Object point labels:
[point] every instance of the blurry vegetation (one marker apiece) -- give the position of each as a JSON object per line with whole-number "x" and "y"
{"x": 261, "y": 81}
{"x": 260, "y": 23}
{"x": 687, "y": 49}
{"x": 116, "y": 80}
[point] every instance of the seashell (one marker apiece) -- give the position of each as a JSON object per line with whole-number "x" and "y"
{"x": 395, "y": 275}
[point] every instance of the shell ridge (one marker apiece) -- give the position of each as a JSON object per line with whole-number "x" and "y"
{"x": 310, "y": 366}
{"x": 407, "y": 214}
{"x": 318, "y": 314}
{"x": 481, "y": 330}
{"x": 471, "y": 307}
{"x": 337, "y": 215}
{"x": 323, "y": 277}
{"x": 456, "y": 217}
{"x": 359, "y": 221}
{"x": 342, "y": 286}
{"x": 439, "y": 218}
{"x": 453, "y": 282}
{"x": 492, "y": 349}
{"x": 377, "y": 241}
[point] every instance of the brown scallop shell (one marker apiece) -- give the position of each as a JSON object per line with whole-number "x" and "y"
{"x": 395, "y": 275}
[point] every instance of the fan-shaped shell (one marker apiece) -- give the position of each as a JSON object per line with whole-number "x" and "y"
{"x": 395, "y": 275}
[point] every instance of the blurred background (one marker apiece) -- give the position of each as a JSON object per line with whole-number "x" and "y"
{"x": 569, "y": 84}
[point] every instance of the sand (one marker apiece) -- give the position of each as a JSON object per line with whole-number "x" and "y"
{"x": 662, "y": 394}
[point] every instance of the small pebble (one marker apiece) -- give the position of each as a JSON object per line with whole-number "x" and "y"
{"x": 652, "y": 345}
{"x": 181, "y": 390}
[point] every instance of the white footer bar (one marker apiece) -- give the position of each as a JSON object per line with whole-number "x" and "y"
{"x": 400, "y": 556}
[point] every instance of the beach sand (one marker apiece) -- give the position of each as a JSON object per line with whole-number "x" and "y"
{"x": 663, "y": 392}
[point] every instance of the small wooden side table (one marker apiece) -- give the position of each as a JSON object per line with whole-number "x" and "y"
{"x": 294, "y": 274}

JOB:
Give back exactly the lines beginning at the one with "[point] every instance of the brown" and ending at the final line of the material; both boundary lines belong in it.

TASK SOLUTION:
[point] every instance of the brown scallop shell (one marker apiece) -- give the position of each as a JSON object per line with whole-number "x" and "y"
{"x": 395, "y": 275}
[point] every instance of the fan-shaped shell (one marker apiece) -- give the position of each as a JSON object per line with whole-number "x" and "y"
{"x": 395, "y": 275}
[point] every instance of the blurred background (one marker apiece) -- give the position of each as a JSON object per line with whole-number "x" and "y"
{"x": 569, "y": 84}
[point] every instance of the sand (one marker apiece) -- give the position of each as a JSON object per line with whole-number "x" and "y"
{"x": 662, "y": 394}
[point] every instance of the small pebble (one marker apiece) -- give the position of each as a JSON object per line with whole-number "x" and "y"
{"x": 652, "y": 345}
{"x": 181, "y": 390}
[point] every instance of the white footer bar (one marker apiece) -- give the position of each as a JSON object per line with whole-number "x" and "y"
{"x": 400, "y": 556}
[point] every instance of the beach sand (one marker apiece) -- give the position of each as a JSON object per line with whole-number "x" and "y"
{"x": 663, "y": 392}
[point] every instance of the small wooden side table (one marker apiece) -- give the position of each as a JSON object per line with whole-number "x" and "y"
{"x": 294, "y": 274}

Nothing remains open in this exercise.